**DIRECTIONS FOR THIS TASK:**
The records below hold a stretch from the line with "of the window" through the line with "the stone paving"; return exactly those lines, ends included, and nothing more.

Stored data:

Segment Open

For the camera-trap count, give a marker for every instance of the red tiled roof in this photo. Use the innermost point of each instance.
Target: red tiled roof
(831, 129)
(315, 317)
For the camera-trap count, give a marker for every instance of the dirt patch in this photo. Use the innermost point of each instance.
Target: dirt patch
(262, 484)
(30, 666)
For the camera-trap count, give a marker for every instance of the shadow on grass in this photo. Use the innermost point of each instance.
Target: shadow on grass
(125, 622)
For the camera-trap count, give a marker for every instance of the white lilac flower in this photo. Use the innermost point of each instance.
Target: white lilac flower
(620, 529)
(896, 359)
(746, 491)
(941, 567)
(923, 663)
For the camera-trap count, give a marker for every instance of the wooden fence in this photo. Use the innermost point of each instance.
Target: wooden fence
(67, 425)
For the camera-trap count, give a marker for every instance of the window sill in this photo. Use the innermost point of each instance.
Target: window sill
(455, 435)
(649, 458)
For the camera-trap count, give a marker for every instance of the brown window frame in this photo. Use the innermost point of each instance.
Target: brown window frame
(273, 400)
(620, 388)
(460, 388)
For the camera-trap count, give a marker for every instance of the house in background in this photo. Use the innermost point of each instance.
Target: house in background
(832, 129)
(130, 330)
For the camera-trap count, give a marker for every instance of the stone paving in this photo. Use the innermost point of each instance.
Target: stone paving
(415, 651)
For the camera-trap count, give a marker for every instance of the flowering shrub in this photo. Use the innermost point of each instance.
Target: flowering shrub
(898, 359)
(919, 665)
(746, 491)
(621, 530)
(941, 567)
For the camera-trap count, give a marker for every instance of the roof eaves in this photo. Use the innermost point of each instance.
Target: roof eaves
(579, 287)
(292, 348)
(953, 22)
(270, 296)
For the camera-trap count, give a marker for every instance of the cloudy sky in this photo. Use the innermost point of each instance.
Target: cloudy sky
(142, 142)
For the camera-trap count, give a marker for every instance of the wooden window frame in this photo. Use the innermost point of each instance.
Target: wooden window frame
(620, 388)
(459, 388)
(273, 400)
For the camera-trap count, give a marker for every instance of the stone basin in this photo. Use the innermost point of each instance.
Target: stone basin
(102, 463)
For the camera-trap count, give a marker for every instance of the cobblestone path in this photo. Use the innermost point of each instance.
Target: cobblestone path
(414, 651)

Segment Closed

**EXERCISE SOLUTION:**
For the camera-trap count, give a marker for every instance of the window sill in this photo. Use the innermost point of each instance.
Target: window sill
(455, 435)
(649, 458)
For the camera-trap count, give a marker for every instance of the brown window frame in this photo. Use the innermost point of each instance.
Target: brown window frame
(273, 400)
(620, 388)
(460, 388)
For the camera-trap count, give a marker for every instance of the house in background in this photo. Use the innermost point of each instance.
Target: house in background
(832, 129)
(130, 330)
For the camera-trap count, give a marker for every instance of the stone paving in this photo. Use the innermost point of each instance.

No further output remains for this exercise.